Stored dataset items
============================================================

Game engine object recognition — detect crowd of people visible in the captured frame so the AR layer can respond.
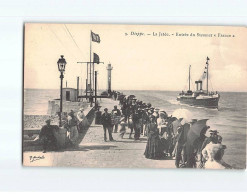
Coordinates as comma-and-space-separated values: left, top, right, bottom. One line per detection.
39, 108, 89, 153
39, 90, 229, 169
97, 91, 229, 169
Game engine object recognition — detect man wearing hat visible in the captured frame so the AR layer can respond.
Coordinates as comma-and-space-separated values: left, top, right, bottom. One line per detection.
111, 105, 121, 133
101, 108, 114, 141
132, 108, 142, 140
39, 119, 57, 153
150, 107, 154, 115
201, 130, 219, 151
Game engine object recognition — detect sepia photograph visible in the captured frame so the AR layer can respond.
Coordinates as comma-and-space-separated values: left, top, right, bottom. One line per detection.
23, 23, 246, 169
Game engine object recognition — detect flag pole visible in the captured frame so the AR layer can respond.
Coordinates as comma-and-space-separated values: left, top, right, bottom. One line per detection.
90, 31, 92, 92
92, 55, 95, 91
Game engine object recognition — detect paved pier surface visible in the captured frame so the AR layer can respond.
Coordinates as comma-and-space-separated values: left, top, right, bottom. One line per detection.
23, 98, 175, 168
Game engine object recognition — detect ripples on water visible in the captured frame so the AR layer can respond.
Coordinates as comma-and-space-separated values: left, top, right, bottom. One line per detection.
24, 89, 246, 168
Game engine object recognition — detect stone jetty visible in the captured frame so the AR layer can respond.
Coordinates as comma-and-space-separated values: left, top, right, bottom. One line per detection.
23, 98, 175, 168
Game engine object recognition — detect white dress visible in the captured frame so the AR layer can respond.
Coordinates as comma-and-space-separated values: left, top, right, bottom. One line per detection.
77, 111, 89, 127
202, 142, 226, 169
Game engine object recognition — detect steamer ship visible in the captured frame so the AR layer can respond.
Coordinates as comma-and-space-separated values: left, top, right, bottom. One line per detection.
177, 57, 220, 109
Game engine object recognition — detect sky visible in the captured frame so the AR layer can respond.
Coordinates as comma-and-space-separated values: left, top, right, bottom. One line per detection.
24, 24, 247, 92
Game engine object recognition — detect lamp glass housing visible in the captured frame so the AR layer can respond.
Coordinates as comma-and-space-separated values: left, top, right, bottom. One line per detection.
57, 55, 67, 72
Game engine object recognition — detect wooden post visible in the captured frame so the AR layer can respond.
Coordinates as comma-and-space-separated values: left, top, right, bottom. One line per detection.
95, 71, 97, 107
86, 79, 88, 100
59, 72, 64, 127
77, 76, 79, 99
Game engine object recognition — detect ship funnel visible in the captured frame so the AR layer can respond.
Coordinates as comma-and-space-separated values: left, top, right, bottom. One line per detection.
198, 80, 202, 90
195, 80, 203, 91
195, 81, 199, 91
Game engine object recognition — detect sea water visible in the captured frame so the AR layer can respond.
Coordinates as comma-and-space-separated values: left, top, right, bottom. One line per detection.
24, 89, 247, 169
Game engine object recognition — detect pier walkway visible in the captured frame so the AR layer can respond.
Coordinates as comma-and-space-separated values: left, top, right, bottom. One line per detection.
23, 98, 175, 168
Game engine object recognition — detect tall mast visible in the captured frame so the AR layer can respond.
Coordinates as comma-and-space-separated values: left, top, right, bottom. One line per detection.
189, 65, 191, 91
90, 31, 92, 91
206, 56, 210, 94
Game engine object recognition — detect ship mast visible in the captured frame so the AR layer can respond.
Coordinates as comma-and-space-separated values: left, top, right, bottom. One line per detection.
206, 56, 210, 94
189, 65, 191, 91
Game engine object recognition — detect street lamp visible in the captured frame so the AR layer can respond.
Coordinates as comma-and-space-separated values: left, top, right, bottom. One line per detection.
57, 55, 67, 127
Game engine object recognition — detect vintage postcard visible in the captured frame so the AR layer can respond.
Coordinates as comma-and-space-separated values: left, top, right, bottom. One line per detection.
23, 23, 246, 169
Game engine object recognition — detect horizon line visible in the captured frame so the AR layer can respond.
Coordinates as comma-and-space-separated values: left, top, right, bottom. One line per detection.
24, 88, 247, 93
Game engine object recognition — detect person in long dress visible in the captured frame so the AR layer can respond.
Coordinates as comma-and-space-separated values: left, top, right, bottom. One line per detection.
67, 110, 79, 147
144, 115, 165, 159
111, 105, 121, 133
202, 135, 227, 169
157, 112, 168, 155
77, 108, 89, 132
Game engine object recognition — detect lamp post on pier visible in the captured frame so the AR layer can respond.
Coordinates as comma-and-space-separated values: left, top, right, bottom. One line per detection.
57, 55, 67, 127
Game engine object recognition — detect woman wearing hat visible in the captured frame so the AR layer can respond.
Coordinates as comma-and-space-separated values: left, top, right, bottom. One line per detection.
77, 108, 89, 132
157, 112, 169, 156
144, 115, 165, 160
67, 110, 79, 147
111, 105, 121, 133
202, 135, 228, 169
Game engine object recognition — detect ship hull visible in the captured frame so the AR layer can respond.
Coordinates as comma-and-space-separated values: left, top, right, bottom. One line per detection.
177, 96, 219, 109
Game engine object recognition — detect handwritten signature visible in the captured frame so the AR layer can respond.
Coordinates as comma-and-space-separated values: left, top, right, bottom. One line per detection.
29, 155, 45, 163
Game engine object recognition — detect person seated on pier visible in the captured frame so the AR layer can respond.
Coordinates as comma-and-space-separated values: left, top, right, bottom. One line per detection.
101, 108, 114, 142
39, 119, 58, 153
111, 105, 121, 133
77, 108, 89, 132
67, 110, 79, 147
202, 135, 227, 169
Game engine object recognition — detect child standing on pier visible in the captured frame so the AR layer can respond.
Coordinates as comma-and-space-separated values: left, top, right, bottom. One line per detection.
119, 116, 127, 139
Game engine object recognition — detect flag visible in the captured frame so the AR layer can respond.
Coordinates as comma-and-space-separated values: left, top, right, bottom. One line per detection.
91, 31, 100, 43
207, 56, 210, 61
93, 53, 100, 64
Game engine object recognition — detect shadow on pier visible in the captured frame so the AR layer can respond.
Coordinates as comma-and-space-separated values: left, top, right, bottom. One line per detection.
23, 107, 96, 152
60, 145, 117, 152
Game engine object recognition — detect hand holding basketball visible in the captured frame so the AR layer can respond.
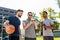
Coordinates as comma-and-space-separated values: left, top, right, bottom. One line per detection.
5, 25, 15, 35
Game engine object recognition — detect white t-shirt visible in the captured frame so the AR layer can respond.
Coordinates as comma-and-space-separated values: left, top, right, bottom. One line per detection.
43, 18, 54, 36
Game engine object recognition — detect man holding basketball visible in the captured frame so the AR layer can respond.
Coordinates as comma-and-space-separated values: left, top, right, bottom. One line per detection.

============================================================

To do
Here the job is to repeat the entries verbatim while leaving all pictures out.

Result
Game engine object recognition — detect crowd of people visible in the captured frame so the AR layer can respond.
Coordinates as comma-and-space-separated values: left, top, right, bottom. One line per detection.
39, 108, 89, 153
39, 90, 229, 169
97, 91, 229, 169
Game engine object recognition — detect man wearing hat visible in the captured frame so the AR layer can respond.
Coordinates as comma-and-space-separated values: left, top, right, bottom. One line per detection.
111, 105, 121, 133
101, 108, 114, 141
132, 108, 142, 140
39, 119, 57, 153
150, 107, 154, 115
201, 130, 219, 151
Game engine object recognition — detect sepia photograph visible in the captured frame so the AR layer can respond.
Coordinates as comma-and-space-separated values: left, top, right, bottom. One line per detection.
23, 23, 246, 169
Game engine object recognition — detect flag pole visible in the captured frame so the AR layer can respond.
Coordinates as comma-and-space-separated values: left, top, right, bottom. One line per detection.
90, 31, 92, 92
92, 55, 95, 91
Game engine object recognition — detect paved pier surface visible in the captured frame so the AR layer can respond.
Coordinates as comma-and-space-separated values: left, top, right, bottom. One line per detection.
23, 98, 175, 168
Game engine object recognition — detect ripples on water visible in the captured frame so the AR layer can respond.
Coordinates as comma-and-space-separated values: left, top, right, bottom. One line per detection.
24, 89, 246, 168
Game engine object recognition — detect stone jetty visible in the captured frame so the AR layer can respond.
Coordinates as comma-and-space-separated values: left, top, right, bottom. One line per detection.
23, 98, 175, 168
Game engine object recognition — detect white dress visible in the captured frame so the AR layer can respond.
Coordinates as comma-and-space-separated values: left, top, right, bottom. One line per detection.
77, 111, 89, 127
202, 142, 226, 169
Game engine object recognition — detect steamer ship visible in the captured frame so the AR layer can respond.
Coordinates as comma-and-space-separated values: left, top, right, bottom. One line per detection.
177, 57, 220, 109
Game engine object recognition — detect sky visible in the captured frame so the AR layer can respond.
Coordinates as comma-and-space-separated values: left, top, right, bottom. One line per detection.
24, 24, 247, 92
Game engine object recognition — detect lamp glass housing visible in the captured frame so the AR layer can respond.
Coordinates as comma-and-space-separated values: left, top, right, bottom. One line per detection.
57, 55, 67, 72
Game engine object recognition — detect wooden post visible in the captured frame so the AR layer can respond.
Coordinates as comma-and-space-separated values: left, top, right, bottom. One line per detection.
95, 71, 97, 107
86, 79, 88, 100
59, 72, 64, 127
77, 76, 79, 99
Game engine object recognition — detect ship funnel visible in the captured frame so the AR layer can respond.
Coordinates as comma-and-space-separated values: left, top, right, bottom. One line per detection.
198, 80, 202, 90
195, 80, 203, 91
195, 81, 199, 91
Game engine object recognition — detect sea water visible in the captured frame so the AR layer can respond.
Coordinates as comma-and-space-separated values: left, top, right, bottom. One line per detection.
24, 89, 247, 169
Game engine object recognition — detect pier walkway visible in the captured frame so the AR layer can respond.
Coordinates as comma-and-space-separated values: left, top, right, bottom. One line per detection.
23, 98, 175, 168
Game engine object recognition — detect tall mast visible in the captured frame so the AR layer can respond.
Coordinates as comma-and-space-separated values: left, top, right, bottom. One line per detection.
189, 65, 191, 91
90, 31, 92, 91
206, 56, 210, 94
Game engine object recognition — detect ship mast visible in the captured frame so the AR layer can respond.
Coordinates as comma-and-space-separated values: left, top, right, bottom. One line per detection.
206, 56, 210, 94
189, 65, 191, 91
Game engine object recognition — detect street lamp visible in the captured frame so the AR layer can respond.
Coordinates as comma-and-space-separated values: left, top, right, bottom. One line per detection.
57, 55, 67, 127
Game engine object recognition — detect vintage postcard visible in the captured frame so the AR layer can respond.
Coordinates as comma-and-space-separated values: left, top, right, bottom. One line per detection.
23, 23, 246, 169
Game engine object recognition — detect horizon line visible in the captured frame so the AR layer can respond.
Coordinates as comma-and-space-separated values: left, top, right, bottom. One line per detection.
24, 88, 247, 93
Game engine object recognition — detect person in long dress visible in the captured frame so the AR layer can respond.
Coordinates as comma-and-space-separated values: left, top, right, bottom. One line per detection.
67, 110, 79, 147
144, 115, 165, 159
111, 105, 121, 133
202, 135, 227, 169
157, 112, 168, 155
77, 108, 89, 132
Game engine object recognition — detect lamp post on pier visible in the captured frame so the AR layer can respond.
Coordinates as comma-and-space-separated values: left, top, right, bottom. One line per detection.
57, 55, 67, 127
Game engine object recognition — detect woman wearing hat visible in the captured frame so the AR layer can respond.
Coordinates as comma-and-space-separated values: left, top, right, bottom. One line per detection.
77, 108, 89, 132
157, 112, 169, 156
144, 115, 165, 160
67, 110, 79, 147
111, 105, 121, 133
202, 135, 228, 169
Game engine object recognition — detect ship hull visible in the captured frame so the AR layer can respond.
Coordinates as comma-and-space-separated values: left, top, right, bottom. One line per detection.
177, 96, 219, 109
Game engine object recognition — detect handwritten signature visible in the captured frame so the AR layer can respond.
Coordinates as comma-and-space-separated values: left, top, right, bottom. One line per detection.
29, 155, 45, 163
Game engine object recognition — detect person seated on pier visible in the captured frame so the AR layer can respond.
Coordinates as comma-and-space-separated values: left, top, right, bottom. One line per detection.
101, 108, 114, 142
39, 119, 58, 153
111, 105, 121, 133
77, 108, 89, 132
67, 110, 79, 147
202, 135, 227, 169
Game engine object recognition — detect child standing on pier visible in the captured frame so the AR layer can respond.
Coordinates as comma-and-space-separated values: left, top, right, bottom. One line per detection.
119, 116, 127, 139
Game engine object recognition — detect flag visible in the captured frame so the AR layer can respond.
Coordinates as comma-and-space-separated values: left, top, right, bottom. One line per detection.
91, 31, 100, 43
207, 56, 210, 61
93, 53, 100, 64
Game engine object recognition — detect shadow on pier visible in the captured frame so the AR layer can respond.
Coordinates as comma-and-space-separated values: left, top, right, bottom. One line per detection.
23, 107, 96, 152
60, 145, 117, 152
Game engine object recognition — detect hand holding basketball visible in the captured frame so the AR layer can respond.
Coordinates as comma-and-space-separated values: left, top, right, bottom. One line per detection.
5, 25, 15, 35
Game engine object recognition — detect white t-shirt visible in the captured frame so the AR layer can respond.
Coordinates as comma-and-space-separated values: left, top, right, bottom. One line per detection.
43, 18, 54, 36
Game engine object recognition — detect man holding basketball visible in the captured frame so the AR layer can respond.
Coordinates as comma-and-space-separated values: left, top, right, bottom. One line per detection.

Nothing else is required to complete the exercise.